Consignes:
a – Répondez aux questions suivantes sur l'extrait consacré aux migrants d'Amérique centrale :
(i) En quelle année Leon Trotsky a-t-il écrit le passage cité ?
(ii) Quels deux partis l'extrait qualifie-t-il de bourgeois ?
(iii) Quel chant les Centraméricains défilant au Mexique ont-ils repris ?
b – Poursuivez l'extrait sur la campagne contre les migrants d'Amérique centrale à partir de sa dernière phrase.

Trump s’est préparé à ces politiques en diabolisant les travailleurs migrants fuyant l’Amérique centrale en tant que pièce maîtresse de la campagne Républicaine pour les élections de mi-mandat. Attisant la xénophobie, le nationalisme et le chauvinisme anti-immigrés dans le but de consolider sa base politique, le président américain cherche également, dans la mesure de ses moyens, à désorienter des sections de travailleurs avec des revendications démagogiques et réactionnaires sur les immigrés « volant des emplois américains » et qui seraient responsables de la criminalité et de l’augmentation du nombre de demandeurs d’aides sociales.

Toutes ces affirmations sont des mensonges. Elles ont pour but de diviser la classe ouvrière et de faire des boucs émissaires des couches les plus opprimées de la population pour les assauts contre le niveau de vie et la vaste inégalité sociale créée par le capitalisme et mise en œuvre par les politiques des deux partis bourgeois – les démocrates et les républicains.

Les hommes, les femmes et les enfants qui se sont regroupés pour tenter de s’échapper périlleusement des conditions infernales qui règnent dans leur pays d’origine et atteindre la frontière américaine sont des travailleurs qui ne cherchent ni plus ni moins que ce pour quoi chaque travailleur aux États-Unis se bat et mérite : un emploi avec un revenu décent, un logement décent, des soins de santé et une éducation et un avenir meilleur pour ses enfants.

La campagne de terreur contre ces gens de la classe ouvrière, qui marchent avec les pieds cloqués et poussent les poussettes pour bébés dans une tentative désespérée d’atteindre la sécurité, est emblématique d’un ordre social en décomposition. La diabolisation des immigrés est l’une des expressions les plus nauséabondes du système capitaliste en crise.

Écrivant en 1940, au milieu d’une crise capitaliste mondiale éclatant dans la guerre mondiale, Leon Trotsky soulignait le renvoi des réfugiés juifs fuyant Hitler :

Le monde du capitalisme décadent est surpeuplé. La question de l’admission d’une centaine de réfugiés supplémentaire devient un problème majeur pour une puissance mondiale comme les États-Unis. À l’ère de l’aviation, du télégraphe, du téléphone, de la radio et de la télévision, les voyages d’un pays à un autre sont paralysés par les passeports et les visas ­[…] Au milieu des vastes étendues de terres et des merveilles de la technique qui a conquis pour l’homme le ciel comme la terre, la bourgeoisie s’est arrangée pour faire de notre planète une abominable prison.

Aujourd’hui, avec l’intégration mondiale sans précédent de la production et la liaison de la planète avec la communication Internet instantanée, le caractère réactionnaire et irrationnel de la militarisation des frontières nationales est devenu de plus en plus flagrant.

Rejetant les calomnies des administrations Trump, ces braves centraméricains défilant au Mexique ont repris le chant : « Les migrants ne sont pas des criminels ! Nous sommes des travailleurs internationaux ! » Et ils le sont aussi.

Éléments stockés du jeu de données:
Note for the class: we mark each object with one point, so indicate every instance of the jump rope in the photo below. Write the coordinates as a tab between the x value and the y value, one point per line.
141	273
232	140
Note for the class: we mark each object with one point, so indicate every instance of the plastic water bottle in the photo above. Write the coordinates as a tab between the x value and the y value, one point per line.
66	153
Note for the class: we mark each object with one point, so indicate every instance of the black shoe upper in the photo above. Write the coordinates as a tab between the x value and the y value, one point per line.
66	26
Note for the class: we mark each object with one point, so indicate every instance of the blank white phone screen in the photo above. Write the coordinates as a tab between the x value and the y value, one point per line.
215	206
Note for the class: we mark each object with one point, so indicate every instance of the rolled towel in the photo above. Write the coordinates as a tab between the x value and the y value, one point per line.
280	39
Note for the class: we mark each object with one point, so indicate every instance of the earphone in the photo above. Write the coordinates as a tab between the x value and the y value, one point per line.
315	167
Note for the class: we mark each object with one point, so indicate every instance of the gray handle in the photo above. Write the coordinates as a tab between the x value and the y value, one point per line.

Résultats:
a –
(i) En 1940.
(ii) Les démocrates et les républicains.
(iii) « Les migrants ne sont pas des criminels ! Nous sommes des travailleurs internationaux ! »

b –
Qui défendra ces travailleurs contre les menaces de violence militaire et le déni de leurs droits fondamentaux en vertu du droit international et en tant que membres de la race humaine ?

Certainement pas le Parti démocrate qui, sous Obama, surnommé « l’expulseur en chef », a procédé à l’expulsion d’un nombre record de 2,5 millions d’immigrés. Depuis, il s’est parfaitement adapté à la campagne anti-immigrée de Trump.

Les dirigeants des démocrates du Congrès et du Sénat, Nancy Pelosi et Charles Schumer, ont accusé le président de tenter de « changer de sujet, passant des soins de santé à l’immigration », comme si la question du traitement des immigrés et des réfugiés n’avait pas d’importance. Tim Kaine, sénateur démocrate de Virginie et candidat à la vice-présidence de 2016, a déclaré mercredi lors d’une campagne électorale dans le Wisconsin que Trump devrait convaincre le Mexique de « gérer ces personnes ». En d’autres termes, amener le gouvernement mexicain à emprisonner et à tirer sur ces personnes avant leur arrivée à la frontière américaine.

Ce ne sera pas non-plus les syndicats. L’AFL-CIO, les Travailleurs unis de l’automobile (UAW), les Teamsters et les autres organisations syndicales bureaucratisées n’ont pas dit un mot pour défendre les travailleurs immigrés. Tous se sont alignés sur le nationalisme de « L’Amérique d’abord » de la Maison-Blanche, alors même qu’ils s’efforçaient de trahir et de réprimer toute lutte initiée par les travailleurs américains.

Quant aux diverses organisations de la pseudo-gauche – l’Organisation socialiste internationale (OSI), les Socialistes démocrates américaines (DSA), et d’autres, elles n’ont rien dit – ou quasiment rien – sur les migrants d’Amérique centrale et les menaces auxquelles ils sont confrontés. Toutes soutiennent et s’adaptent aux syndicats nationalistes et au Parti démocrate.

La défense des travailleurs immigrés et des réfugiés qui fuient pour sauver leurs vies ne peut venir que de la classe ouvrière américaine elle-même le produit de siècles d’immigration, du renouveau de la solidarité de classe internationale et le principe selon lequel « une blessure à un est une blessure à tous ».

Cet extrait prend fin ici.